* Directive *
Report each line from the entries below that contains the string "green".

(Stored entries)

* Begin *

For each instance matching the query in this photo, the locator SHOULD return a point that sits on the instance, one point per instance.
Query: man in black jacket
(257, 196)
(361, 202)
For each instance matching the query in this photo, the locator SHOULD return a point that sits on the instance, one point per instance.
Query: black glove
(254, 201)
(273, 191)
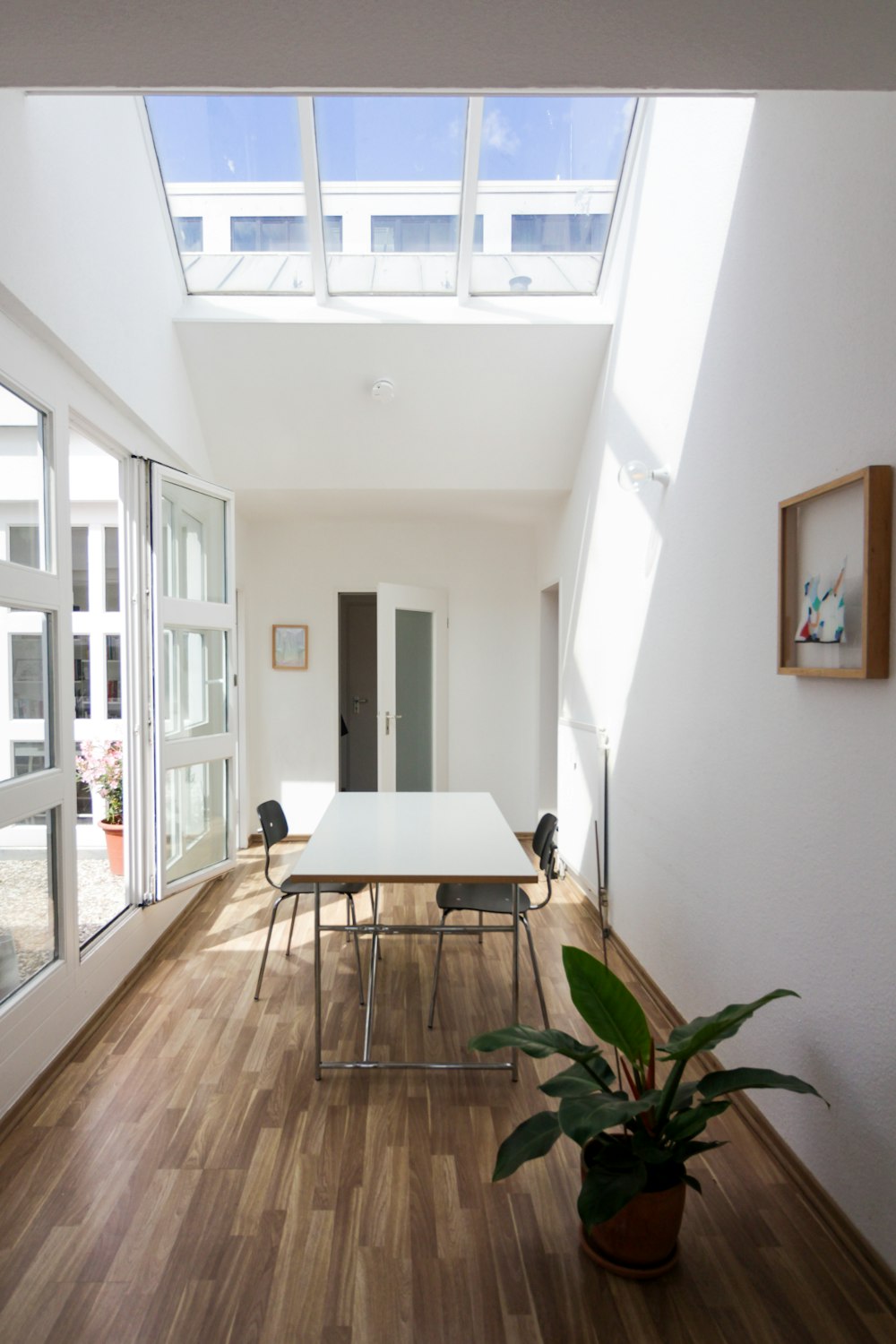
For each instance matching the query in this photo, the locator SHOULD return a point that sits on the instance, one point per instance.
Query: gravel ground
(26, 913)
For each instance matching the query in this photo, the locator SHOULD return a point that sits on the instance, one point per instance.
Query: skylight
(392, 194)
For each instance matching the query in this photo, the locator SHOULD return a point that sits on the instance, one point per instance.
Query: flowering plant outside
(99, 766)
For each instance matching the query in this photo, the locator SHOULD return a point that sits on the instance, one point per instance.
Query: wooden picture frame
(810, 534)
(289, 648)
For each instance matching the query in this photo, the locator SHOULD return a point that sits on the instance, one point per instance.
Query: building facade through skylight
(368, 195)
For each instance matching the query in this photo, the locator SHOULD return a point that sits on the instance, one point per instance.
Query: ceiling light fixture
(634, 476)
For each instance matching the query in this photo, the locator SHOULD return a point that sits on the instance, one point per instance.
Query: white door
(195, 621)
(411, 688)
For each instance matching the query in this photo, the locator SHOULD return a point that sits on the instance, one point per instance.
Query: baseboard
(868, 1262)
(32, 1094)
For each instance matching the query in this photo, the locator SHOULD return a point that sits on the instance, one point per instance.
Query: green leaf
(607, 1187)
(583, 1117)
(689, 1123)
(576, 1081)
(735, 1080)
(610, 1010)
(535, 1137)
(705, 1032)
(683, 1098)
(533, 1042)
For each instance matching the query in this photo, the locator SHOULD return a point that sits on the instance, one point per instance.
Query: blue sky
(254, 137)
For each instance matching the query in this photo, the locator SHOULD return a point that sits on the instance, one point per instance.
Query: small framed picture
(290, 648)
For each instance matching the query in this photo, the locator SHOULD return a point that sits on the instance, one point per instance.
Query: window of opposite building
(559, 233)
(280, 233)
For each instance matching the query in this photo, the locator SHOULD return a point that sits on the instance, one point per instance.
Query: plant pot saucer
(622, 1269)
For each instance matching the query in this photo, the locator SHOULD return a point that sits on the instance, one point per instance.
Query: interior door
(195, 623)
(411, 688)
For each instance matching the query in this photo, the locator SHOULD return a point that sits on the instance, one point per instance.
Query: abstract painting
(823, 617)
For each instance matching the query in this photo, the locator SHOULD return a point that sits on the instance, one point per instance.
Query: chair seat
(492, 898)
(293, 887)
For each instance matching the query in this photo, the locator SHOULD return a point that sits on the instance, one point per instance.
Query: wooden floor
(187, 1180)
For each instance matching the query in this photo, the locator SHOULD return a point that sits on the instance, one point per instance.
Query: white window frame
(193, 615)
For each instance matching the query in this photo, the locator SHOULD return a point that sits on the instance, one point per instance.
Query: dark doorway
(358, 693)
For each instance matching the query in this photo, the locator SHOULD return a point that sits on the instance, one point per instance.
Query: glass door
(411, 642)
(195, 620)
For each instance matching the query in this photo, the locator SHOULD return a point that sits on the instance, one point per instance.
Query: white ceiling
(648, 45)
(477, 408)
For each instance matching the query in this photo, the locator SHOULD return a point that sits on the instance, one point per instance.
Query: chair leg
(435, 970)
(535, 968)
(292, 925)
(271, 929)
(349, 903)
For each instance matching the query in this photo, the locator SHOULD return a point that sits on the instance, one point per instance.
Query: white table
(426, 838)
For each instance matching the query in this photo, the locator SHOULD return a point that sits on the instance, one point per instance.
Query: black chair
(274, 830)
(495, 898)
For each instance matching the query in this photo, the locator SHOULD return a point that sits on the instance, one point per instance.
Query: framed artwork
(834, 575)
(290, 648)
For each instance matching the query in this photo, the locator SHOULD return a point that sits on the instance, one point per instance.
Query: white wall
(751, 814)
(85, 246)
(292, 569)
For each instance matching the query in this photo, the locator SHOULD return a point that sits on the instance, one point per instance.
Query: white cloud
(498, 134)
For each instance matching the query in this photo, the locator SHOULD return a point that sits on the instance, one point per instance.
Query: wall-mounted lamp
(634, 476)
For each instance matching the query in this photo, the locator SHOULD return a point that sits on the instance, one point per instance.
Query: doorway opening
(358, 760)
(548, 698)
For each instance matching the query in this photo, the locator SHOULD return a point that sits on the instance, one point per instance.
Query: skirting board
(868, 1262)
(38, 1088)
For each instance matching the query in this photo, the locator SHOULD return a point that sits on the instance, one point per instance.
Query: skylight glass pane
(390, 171)
(548, 175)
(233, 174)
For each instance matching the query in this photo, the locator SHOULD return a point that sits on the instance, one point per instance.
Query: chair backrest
(546, 830)
(546, 833)
(274, 827)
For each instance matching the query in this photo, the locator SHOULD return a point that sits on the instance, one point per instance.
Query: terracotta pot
(115, 847)
(641, 1241)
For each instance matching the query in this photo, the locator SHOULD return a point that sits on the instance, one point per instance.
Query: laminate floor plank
(185, 1177)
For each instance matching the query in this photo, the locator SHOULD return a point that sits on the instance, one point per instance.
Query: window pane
(22, 481)
(194, 562)
(392, 169)
(27, 661)
(113, 676)
(195, 817)
(29, 757)
(82, 676)
(27, 900)
(233, 172)
(80, 574)
(195, 688)
(548, 175)
(112, 569)
(24, 545)
(188, 231)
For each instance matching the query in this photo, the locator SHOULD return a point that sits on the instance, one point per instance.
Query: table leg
(371, 986)
(317, 980)
(514, 1012)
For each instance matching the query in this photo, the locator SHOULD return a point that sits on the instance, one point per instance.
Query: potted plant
(634, 1142)
(99, 765)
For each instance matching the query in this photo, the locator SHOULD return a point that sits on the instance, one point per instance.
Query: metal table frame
(363, 840)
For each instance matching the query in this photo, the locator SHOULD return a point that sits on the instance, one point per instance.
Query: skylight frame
(314, 263)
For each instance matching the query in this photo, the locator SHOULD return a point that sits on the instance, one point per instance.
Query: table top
(414, 838)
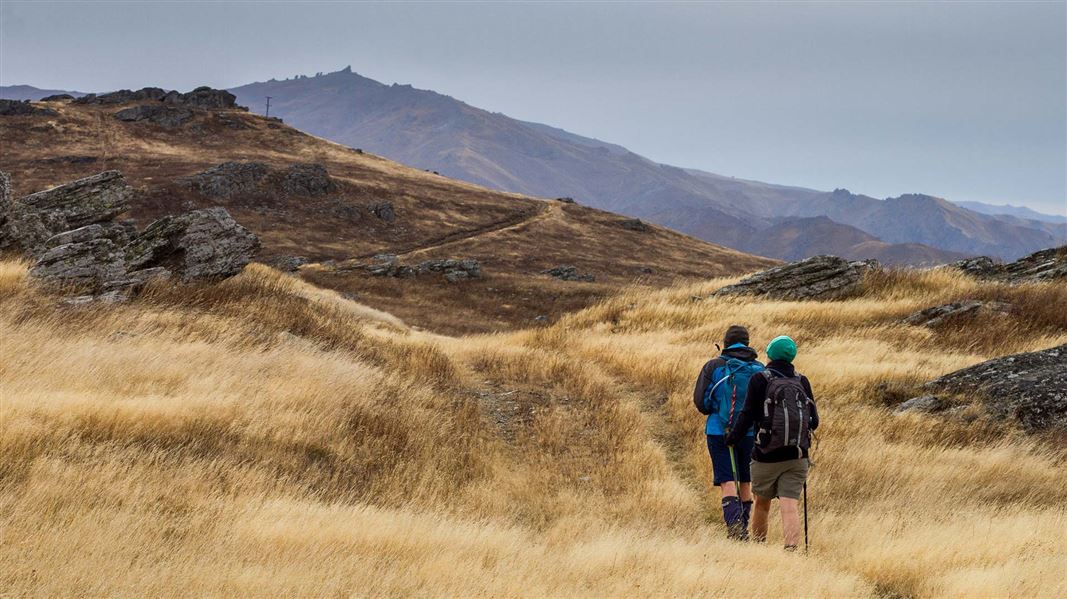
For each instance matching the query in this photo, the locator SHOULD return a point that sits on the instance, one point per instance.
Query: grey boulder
(815, 278)
(33, 219)
(1030, 388)
(204, 245)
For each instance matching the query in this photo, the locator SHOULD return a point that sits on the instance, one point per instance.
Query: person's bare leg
(760, 514)
(791, 520)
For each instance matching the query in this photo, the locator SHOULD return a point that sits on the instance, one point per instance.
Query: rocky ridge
(816, 278)
(1046, 265)
(1029, 389)
(70, 233)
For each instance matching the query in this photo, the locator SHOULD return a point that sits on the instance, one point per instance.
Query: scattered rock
(1046, 265)
(207, 97)
(567, 272)
(233, 178)
(940, 314)
(22, 108)
(307, 179)
(204, 245)
(383, 210)
(73, 159)
(454, 270)
(228, 178)
(635, 224)
(815, 278)
(922, 404)
(86, 261)
(201, 97)
(33, 219)
(981, 266)
(288, 264)
(1030, 388)
(161, 114)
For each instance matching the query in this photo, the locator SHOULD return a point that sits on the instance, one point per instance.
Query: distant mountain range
(1009, 210)
(31, 93)
(438, 132)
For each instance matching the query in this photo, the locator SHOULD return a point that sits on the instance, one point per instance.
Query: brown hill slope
(514, 237)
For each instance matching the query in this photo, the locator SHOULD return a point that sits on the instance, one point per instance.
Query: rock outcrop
(228, 179)
(635, 224)
(201, 97)
(30, 221)
(940, 314)
(383, 210)
(1030, 389)
(308, 179)
(161, 114)
(815, 278)
(1046, 265)
(567, 272)
(77, 246)
(204, 245)
(454, 270)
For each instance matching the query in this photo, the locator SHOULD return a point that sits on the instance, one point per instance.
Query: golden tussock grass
(267, 438)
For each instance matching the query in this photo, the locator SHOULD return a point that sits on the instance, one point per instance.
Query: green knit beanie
(782, 348)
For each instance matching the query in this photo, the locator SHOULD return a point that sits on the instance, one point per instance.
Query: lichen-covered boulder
(161, 114)
(229, 178)
(33, 219)
(84, 258)
(204, 245)
(307, 179)
(1030, 388)
(815, 278)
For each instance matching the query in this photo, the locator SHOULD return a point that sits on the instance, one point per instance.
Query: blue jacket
(730, 395)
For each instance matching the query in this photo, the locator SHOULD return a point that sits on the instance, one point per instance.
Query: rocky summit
(70, 233)
(815, 278)
(1030, 388)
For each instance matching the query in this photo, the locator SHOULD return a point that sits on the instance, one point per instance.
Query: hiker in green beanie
(781, 406)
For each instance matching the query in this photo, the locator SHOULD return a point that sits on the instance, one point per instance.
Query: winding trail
(545, 210)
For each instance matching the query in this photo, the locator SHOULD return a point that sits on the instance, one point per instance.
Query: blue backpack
(726, 398)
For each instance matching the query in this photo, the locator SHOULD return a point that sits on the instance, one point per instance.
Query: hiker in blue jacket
(720, 393)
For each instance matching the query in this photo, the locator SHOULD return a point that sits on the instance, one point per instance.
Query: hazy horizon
(967, 100)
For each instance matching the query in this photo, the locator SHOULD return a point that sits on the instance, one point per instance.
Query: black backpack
(786, 414)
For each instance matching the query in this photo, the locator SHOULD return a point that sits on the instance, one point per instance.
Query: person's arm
(750, 413)
(813, 422)
(703, 380)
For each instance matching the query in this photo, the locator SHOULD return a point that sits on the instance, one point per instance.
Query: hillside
(267, 438)
(438, 132)
(339, 220)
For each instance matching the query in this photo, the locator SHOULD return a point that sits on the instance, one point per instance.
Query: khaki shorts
(780, 478)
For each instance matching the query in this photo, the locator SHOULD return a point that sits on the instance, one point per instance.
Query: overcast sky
(964, 100)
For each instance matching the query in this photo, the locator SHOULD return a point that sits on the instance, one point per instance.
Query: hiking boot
(733, 514)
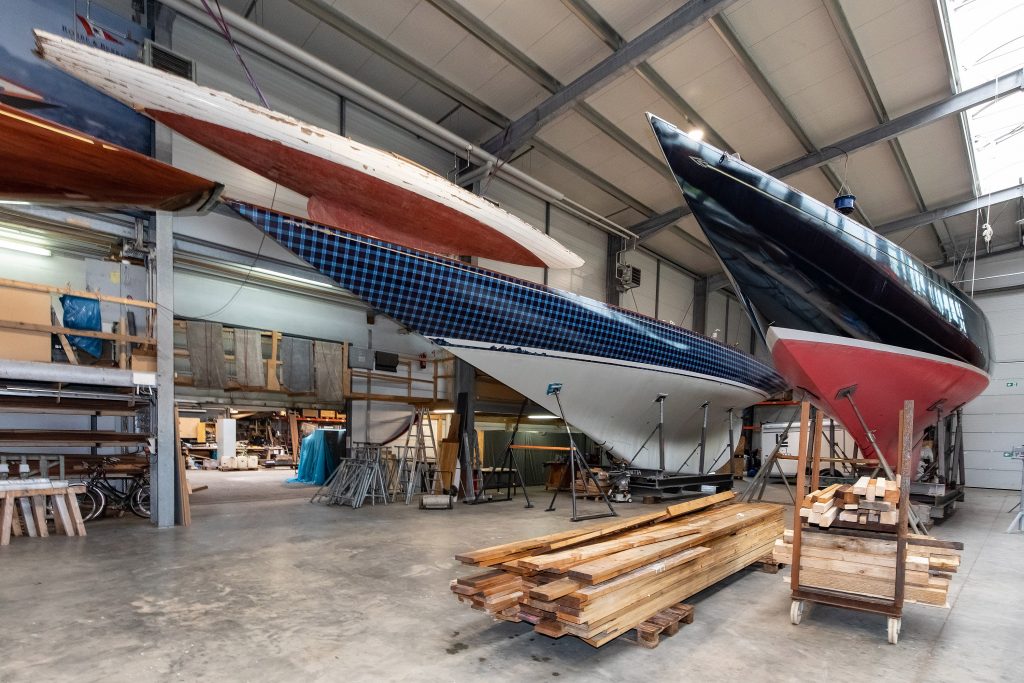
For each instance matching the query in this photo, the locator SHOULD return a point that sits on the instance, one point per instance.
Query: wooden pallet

* End *

* Answer for the task *
Query: green leaf
Query: green knit beanie
Query: hiker in green beanie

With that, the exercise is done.